- [Daftar Tugas]
[A] Menurut kisah masa SD di SDK Coal, di mana letak SDK Coal?
[B] Tolong lanjutkan kisah masa SD di SDK Coal, mulai setelah kalimat "Begini Kisahnya!".

- [Kutipan Teks]
────────────────

21/05/25

Sial Rangkap Dua, Sudah Jatuh Tertimpa Tangga Lagi dan Sudah Disengat Tawon di Tangga Sekolah Malah Dicambuki Guru: Sebuah Kisah Terindah Saat Kelas II SD di SDK Coal Tahun 1990

"Sial Rangkap Dua, Sudah Jatuh Tertimpa Tangga Lagi dan Sudah Disengat Tawon di Tangga Sekolah Malah Dicambuki Guru: Sebuah Kisah Terindah Saat Kelas II SD di SDK Coal Tahun 1990"

Melky Pantur

Judul ini diambil oleh Penulis karena patut dikenang bagaimana kisah ziarah di SD mulai dari Kelas I tahun 1988 - 1990 di SDK Coal. SDK Coal terletak di Kecamatan Kuwus, Kabupaten Manggarai Barat, Flores, Nusa Tenggara Timur, Indonesia. 

Suatu yang menarik pasti sulit dilupakan dan menjadi catatan tersendiri dalam ziarah hidup saat-saat masih kecil.

Begini Kisahnya!

────────────────

- [Baris Data]
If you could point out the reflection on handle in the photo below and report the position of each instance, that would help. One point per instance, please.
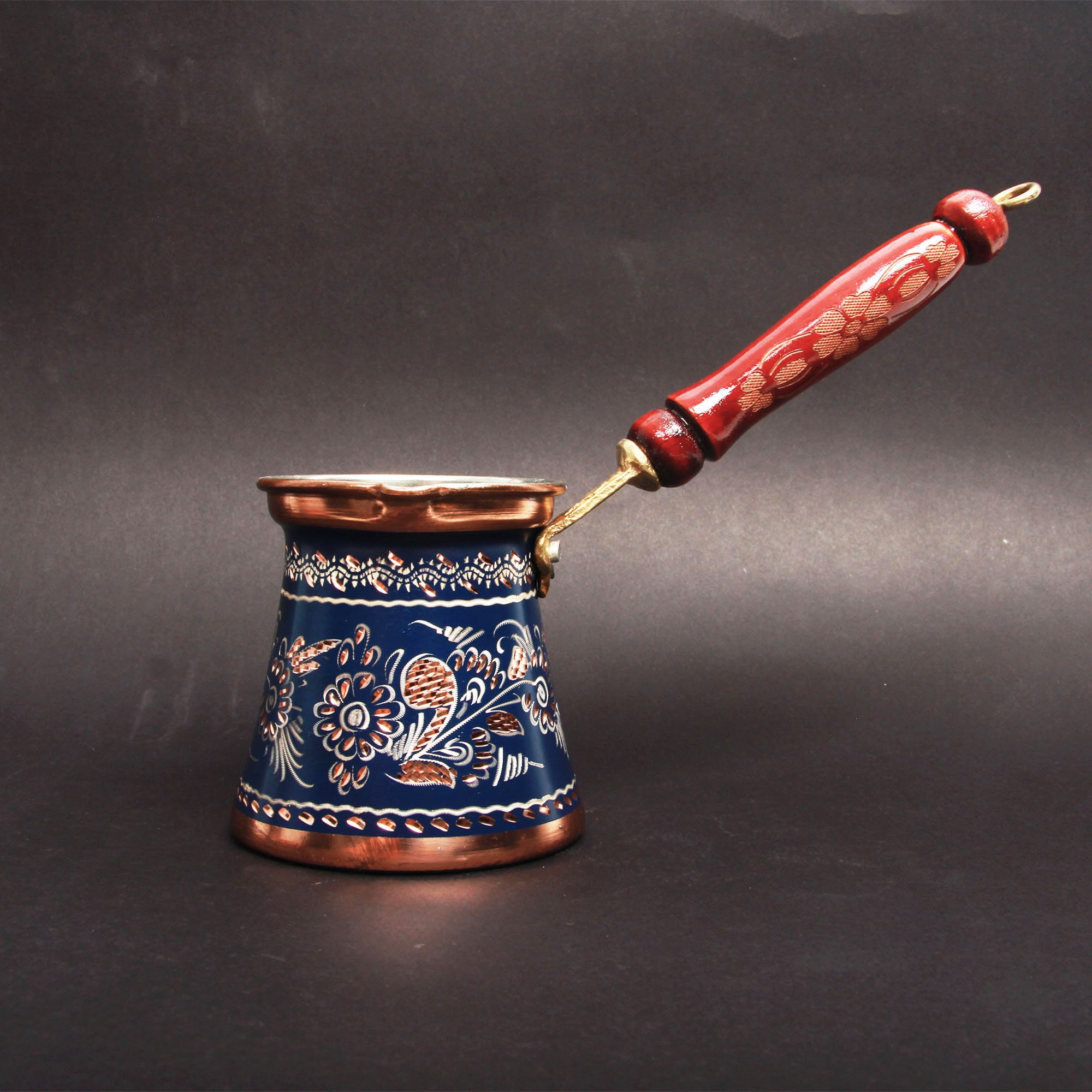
(859, 308)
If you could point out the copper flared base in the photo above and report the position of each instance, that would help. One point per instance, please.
(409, 854)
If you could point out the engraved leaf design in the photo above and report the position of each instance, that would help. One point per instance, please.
(429, 683)
(426, 773)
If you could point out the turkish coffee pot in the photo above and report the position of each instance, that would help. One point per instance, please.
(409, 720)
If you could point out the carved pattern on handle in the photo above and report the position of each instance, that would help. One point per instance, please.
(865, 303)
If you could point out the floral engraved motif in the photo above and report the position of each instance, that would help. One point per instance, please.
(435, 722)
(858, 318)
(358, 718)
(432, 576)
(282, 733)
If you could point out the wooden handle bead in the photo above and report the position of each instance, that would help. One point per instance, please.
(859, 308)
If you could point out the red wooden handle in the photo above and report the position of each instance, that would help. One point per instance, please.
(859, 308)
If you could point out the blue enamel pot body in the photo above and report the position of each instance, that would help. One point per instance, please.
(408, 720)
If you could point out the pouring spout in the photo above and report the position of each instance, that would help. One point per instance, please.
(634, 469)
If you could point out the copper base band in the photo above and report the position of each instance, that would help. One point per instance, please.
(409, 854)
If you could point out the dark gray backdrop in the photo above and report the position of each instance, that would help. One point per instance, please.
(829, 704)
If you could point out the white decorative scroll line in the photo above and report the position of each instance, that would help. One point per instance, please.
(474, 810)
(336, 601)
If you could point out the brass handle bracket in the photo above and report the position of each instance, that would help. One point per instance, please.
(634, 469)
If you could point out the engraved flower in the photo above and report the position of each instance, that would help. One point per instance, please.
(357, 718)
(859, 318)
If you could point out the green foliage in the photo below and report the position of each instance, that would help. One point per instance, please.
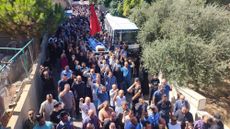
(130, 4)
(28, 18)
(186, 40)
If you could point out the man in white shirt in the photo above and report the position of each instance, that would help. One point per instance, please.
(113, 93)
(173, 124)
(47, 106)
(119, 100)
(85, 107)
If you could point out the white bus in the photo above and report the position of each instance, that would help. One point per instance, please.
(122, 29)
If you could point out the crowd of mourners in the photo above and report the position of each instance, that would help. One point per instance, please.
(103, 88)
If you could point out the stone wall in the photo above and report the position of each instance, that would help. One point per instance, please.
(31, 93)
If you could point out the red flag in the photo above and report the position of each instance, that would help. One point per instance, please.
(94, 23)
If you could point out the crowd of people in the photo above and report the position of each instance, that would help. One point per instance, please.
(103, 88)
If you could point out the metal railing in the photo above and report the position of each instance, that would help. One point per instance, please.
(13, 69)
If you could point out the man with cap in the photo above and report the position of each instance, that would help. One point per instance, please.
(65, 122)
(54, 116)
(42, 124)
(47, 106)
(173, 124)
(135, 89)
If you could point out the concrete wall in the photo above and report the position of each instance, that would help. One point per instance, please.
(31, 94)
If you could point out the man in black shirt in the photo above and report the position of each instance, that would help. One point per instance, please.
(184, 116)
(30, 121)
(153, 86)
(79, 90)
(165, 108)
(112, 119)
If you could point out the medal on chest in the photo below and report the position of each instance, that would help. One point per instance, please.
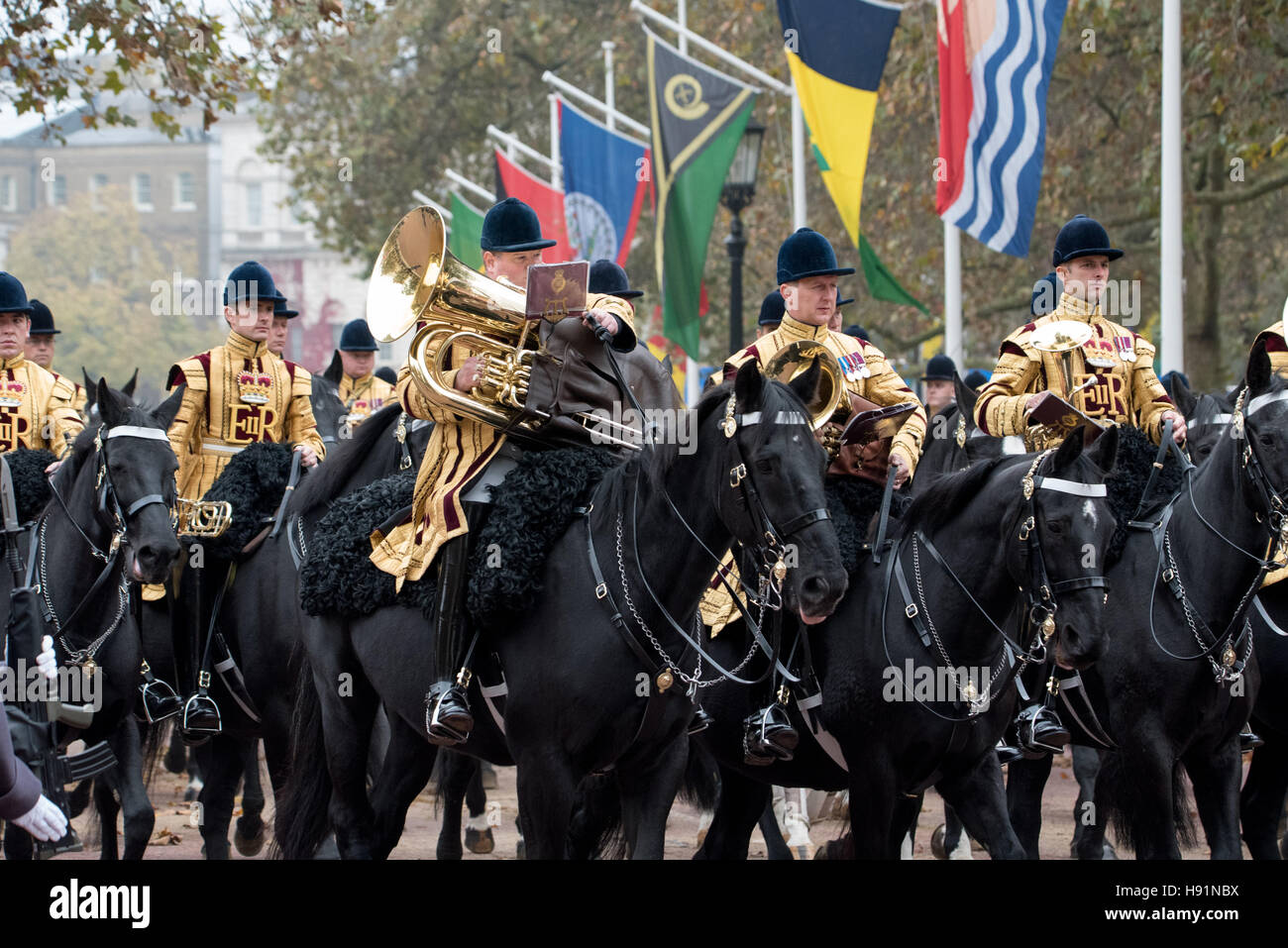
(254, 388)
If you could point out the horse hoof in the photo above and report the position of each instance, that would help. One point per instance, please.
(249, 845)
(480, 841)
(936, 843)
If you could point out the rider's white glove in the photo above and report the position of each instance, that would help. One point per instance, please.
(44, 820)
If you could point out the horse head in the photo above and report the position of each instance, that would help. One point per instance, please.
(136, 479)
(1061, 554)
(777, 505)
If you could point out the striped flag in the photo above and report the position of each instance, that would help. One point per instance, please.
(995, 68)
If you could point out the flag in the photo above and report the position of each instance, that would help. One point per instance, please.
(603, 185)
(836, 51)
(995, 68)
(465, 233)
(697, 117)
(516, 181)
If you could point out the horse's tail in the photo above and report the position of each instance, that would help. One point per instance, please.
(1129, 811)
(300, 822)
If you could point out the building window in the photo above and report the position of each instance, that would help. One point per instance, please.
(143, 192)
(56, 193)
(254, 205)
(184, 192)
(95, 188)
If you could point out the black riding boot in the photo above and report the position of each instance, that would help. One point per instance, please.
(449, 719)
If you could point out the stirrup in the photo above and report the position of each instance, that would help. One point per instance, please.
(159, 700)
(201, 720)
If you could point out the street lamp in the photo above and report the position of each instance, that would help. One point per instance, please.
(738, 189)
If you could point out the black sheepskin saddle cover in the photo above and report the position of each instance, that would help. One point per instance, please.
(531, 510)
(1126, 483)
(253, 481)
(30, 485)
(853, 502)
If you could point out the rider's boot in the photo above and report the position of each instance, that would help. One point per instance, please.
(768, 734)
(1041, 732)
(449, 719)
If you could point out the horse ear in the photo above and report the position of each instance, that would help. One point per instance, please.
(1104, 451)
(748, 385)
(1258, 369)
(167, 408)
(966, 398)
(805, 385)
(110, 407)
(1184, 397)
(1069, 451)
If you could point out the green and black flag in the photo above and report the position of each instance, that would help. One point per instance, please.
(698, 116)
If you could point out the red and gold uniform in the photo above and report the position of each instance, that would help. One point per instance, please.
(37, 408)
(239, 393)
(364, 397)
(458, 453)
(1127, 390)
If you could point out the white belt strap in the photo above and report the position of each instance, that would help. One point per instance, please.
(1073, 487)
(136, 432)
(220, 447)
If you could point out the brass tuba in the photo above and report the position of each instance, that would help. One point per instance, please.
(416, 278)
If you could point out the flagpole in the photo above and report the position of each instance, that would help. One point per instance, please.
(953, 294)
(609, 91)
(1171, 300)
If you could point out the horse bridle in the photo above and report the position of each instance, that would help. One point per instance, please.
(108, 505)
(1041, 591)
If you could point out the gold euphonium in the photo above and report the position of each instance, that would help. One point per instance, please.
(416, 278)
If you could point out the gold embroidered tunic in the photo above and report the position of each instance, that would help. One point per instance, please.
(37, 408)
(1126, 389)
(458, 453)
(364, 397)
(237, 394)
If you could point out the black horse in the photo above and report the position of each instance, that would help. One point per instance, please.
(1261, 802)
(576, 691)
(110, 517)
(1167, 693)
(884, 736)
(261, 620)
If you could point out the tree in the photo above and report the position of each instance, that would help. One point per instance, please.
(54, 53)
(110, 292)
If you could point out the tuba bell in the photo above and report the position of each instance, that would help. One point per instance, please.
(417, 279)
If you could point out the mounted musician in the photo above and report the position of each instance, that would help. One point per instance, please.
(40, 350)
(37, 407)
(807, 274)
(352, 372)
(1099, 371)
(468, 454)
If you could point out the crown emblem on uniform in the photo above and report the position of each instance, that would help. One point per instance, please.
(11, 393)
(254, 388)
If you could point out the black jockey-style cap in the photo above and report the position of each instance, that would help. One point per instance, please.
(356, 337)
(250, 279)
(42, 321)
(772, 309)
(511, 227)
(610, 279)
(13, 296)
(939, 369)
(1082, 237)
(807, 254)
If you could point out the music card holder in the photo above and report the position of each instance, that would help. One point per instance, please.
(557, 290)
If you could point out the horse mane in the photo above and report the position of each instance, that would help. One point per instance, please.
(321, 485)
(948, 493)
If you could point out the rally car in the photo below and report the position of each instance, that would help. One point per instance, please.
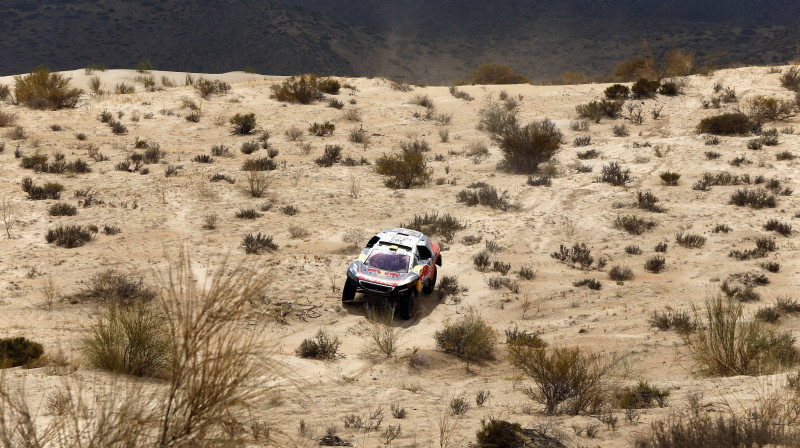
(397, 263)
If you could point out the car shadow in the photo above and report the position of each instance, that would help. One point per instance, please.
(424, 305)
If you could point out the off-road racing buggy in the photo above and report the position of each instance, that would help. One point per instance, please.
(396, 263)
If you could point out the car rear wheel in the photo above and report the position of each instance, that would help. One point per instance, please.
(427, 289)
(405, 306)
(348, 292)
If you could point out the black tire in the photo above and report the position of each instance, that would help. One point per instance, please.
(427, 289)
(348, 292)
(405, 305)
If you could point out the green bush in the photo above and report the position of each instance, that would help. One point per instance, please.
(42, 89)
(730, 344)
(18, 351)
(500, 433)
(404, 170)
(726, 124)
(596, 110)
(644, 88)
(568, 380)
(470, 338)
(301, 89)
(641, 396)
(322, 346)
(617, 92)
(497, 74)
(133, 340)
(243, 123)
(69, 236)
(525, 148)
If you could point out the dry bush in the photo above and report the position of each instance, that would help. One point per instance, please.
(243, 124)
(613, 174)
(470, 338)
(730, 344)
(18, 351)
(301, 89)
(433, 224)
(526, 148)
(735, 123)
(406, 169)
(42, 89)
(322, 346)
(134, 340)
(69, 236)
(497, 74)
(568, 379)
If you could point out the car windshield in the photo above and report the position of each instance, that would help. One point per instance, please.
(388, 261)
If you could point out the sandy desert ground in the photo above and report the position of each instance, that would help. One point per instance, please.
(158, 214)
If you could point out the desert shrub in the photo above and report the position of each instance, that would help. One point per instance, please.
(633, 249)
(41, 89)
(542, 181)
(18, 351)
(249, 147)
(648, 201)
(613, 174)
(134, 340)
(445, 225)
(485, 195)
(669, 177)
(644, 88)
(597, 110)
(620, 130)
(460, 94)
(206, 87)
(406, 169)
(620, 273)
(577, 256)
(700, 429)
(753, 198)
(321, 346)
(725, 124)
(568, 379)
(301, 89)
(633, 224)
(525, 148)
(7, 119)
(494, 118)
(247, 213)
(321, 129)
(497, 74)
(448, 286)
(331, 155)
(641, 396)
(769, 108)
(692, 240)
(729, 344)
(255, 244)
(62, 209)
(260, 164)
(680, 321)
(585, 140)
(50, 190)
(655, 264)
(69, 236)
(617, 92)
(124, 88)
(470, 338)
(777, 226)
(243, 124)
(500, 433)
(590, 283)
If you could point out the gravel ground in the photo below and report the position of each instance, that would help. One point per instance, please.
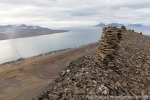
(127, 78)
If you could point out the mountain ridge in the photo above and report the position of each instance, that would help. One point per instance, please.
(21, 31)
(119, 25)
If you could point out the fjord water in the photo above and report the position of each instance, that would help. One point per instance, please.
(27, 47)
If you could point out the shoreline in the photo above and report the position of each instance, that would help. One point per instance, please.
(32, 57)
(5, 37)
(27, 78)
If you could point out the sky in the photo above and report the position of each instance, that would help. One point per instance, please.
(60, 13)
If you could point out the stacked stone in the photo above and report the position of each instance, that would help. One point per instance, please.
(108, 44)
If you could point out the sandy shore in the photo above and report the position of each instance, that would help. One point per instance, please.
(24, 79)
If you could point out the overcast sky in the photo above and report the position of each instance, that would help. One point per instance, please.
(57, 13)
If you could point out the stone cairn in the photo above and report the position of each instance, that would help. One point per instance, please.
(87, 75)
(108, 45)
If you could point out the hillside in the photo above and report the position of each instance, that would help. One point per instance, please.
(121, 67)
(22, 80)
(21, 31)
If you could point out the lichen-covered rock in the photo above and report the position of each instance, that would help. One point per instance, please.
(120, 68)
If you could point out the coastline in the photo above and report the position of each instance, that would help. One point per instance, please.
(16, 36)
(32, 57)
(27, 78)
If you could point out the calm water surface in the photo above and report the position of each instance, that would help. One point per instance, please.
(27, 47)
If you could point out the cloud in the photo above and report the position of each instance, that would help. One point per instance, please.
(73, 12)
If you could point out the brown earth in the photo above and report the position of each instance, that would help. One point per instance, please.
(25, 79)
(121, 68)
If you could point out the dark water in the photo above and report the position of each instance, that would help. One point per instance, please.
(27, 47)
(32, 46)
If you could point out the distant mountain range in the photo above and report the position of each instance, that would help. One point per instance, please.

────────────────

- [Jawaban]
[A] SDK Coal terletak di Kecamatan Kuwus, Kabupaten Manggarai Barat, Flores, Nusa Tenggara Timur, Indonesia.

[B]
Saban itu, saya Penulis sudah lupa hari dan tanggalnya. Maklum tahun 1990. Kami masuk SD tahun 1988. Saya mendaftar pertama kali di SDK Coal. Sang Ibulah, Veronika Danut yang mengantar saya mendaftar ke sekolah itu. Saya masih ingat waktu itu, ketika pergi mendaftar ke SDK Coal, saya mengenakan celana puma berwarna coklat dan baju kaos berwarna biru dan memegang uang koin Rp100,- keluaran tahun 1978. Biaya pendaftaran masuk Kelas I SDK Coal waktu itu sebesar Rp1.000,-.  Tahun 1988, Aleks Jehola adalah Kepala Sekolah SDK Coal.

Masuk Kelas II.

Awal semester I tahun 1989, guru kelas kami namanya Bapak Thomas Ugam. Mei 2025 Pak Thomas Ugam masih berkelana di bumi. Kelaziman di sekolah itu, anak-anak disuruh membawa kayu api dari rumah.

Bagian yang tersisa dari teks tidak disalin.